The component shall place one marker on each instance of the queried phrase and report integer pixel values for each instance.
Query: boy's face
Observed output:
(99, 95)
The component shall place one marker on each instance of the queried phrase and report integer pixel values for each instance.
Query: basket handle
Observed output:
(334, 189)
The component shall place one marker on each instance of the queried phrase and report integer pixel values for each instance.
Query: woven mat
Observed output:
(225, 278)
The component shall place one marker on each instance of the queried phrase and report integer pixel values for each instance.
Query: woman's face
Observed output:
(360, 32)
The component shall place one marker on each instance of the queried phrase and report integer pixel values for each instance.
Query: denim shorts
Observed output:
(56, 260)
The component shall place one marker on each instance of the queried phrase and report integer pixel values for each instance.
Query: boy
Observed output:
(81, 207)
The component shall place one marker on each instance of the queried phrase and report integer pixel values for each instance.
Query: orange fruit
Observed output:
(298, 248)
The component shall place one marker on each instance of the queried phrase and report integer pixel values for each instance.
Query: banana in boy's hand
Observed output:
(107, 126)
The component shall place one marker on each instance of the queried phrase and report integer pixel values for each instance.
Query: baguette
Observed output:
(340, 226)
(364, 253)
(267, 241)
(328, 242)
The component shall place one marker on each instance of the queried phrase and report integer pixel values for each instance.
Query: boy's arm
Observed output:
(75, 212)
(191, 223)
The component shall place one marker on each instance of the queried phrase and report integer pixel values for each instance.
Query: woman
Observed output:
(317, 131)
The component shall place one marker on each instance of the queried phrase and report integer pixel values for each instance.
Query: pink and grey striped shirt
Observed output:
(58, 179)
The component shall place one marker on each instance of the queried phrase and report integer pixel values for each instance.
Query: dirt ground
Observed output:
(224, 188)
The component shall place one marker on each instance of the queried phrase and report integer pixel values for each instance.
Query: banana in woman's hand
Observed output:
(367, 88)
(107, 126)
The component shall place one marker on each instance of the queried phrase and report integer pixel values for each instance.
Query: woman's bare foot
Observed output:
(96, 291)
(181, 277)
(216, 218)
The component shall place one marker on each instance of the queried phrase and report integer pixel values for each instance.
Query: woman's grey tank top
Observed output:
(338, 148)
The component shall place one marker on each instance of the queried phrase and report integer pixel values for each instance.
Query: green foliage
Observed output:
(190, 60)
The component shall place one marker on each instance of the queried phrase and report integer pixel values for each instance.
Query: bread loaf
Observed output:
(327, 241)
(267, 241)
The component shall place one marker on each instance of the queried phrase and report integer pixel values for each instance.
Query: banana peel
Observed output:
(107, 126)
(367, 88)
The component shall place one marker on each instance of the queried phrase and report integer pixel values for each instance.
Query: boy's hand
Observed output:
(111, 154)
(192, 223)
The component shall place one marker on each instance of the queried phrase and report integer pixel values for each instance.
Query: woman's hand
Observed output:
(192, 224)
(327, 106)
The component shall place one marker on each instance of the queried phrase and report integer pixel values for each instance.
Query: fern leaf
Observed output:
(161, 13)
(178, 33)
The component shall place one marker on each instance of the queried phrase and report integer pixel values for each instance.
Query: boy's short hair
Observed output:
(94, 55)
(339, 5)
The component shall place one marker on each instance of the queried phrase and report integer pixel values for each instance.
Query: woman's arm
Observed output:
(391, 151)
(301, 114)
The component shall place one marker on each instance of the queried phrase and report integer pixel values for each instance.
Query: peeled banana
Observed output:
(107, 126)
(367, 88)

WHAT TO WORK ON: Please pull out every line in the records above that contains the word "woman". Case counts.

OUTPUT FOR THIS EXERCISE:
Query: woman's face
Query: woman
Query: banana in woman's hand
Query: woman's bare foot
Query: woman's grey tank top
Query: woman's hand
Query: woman's arm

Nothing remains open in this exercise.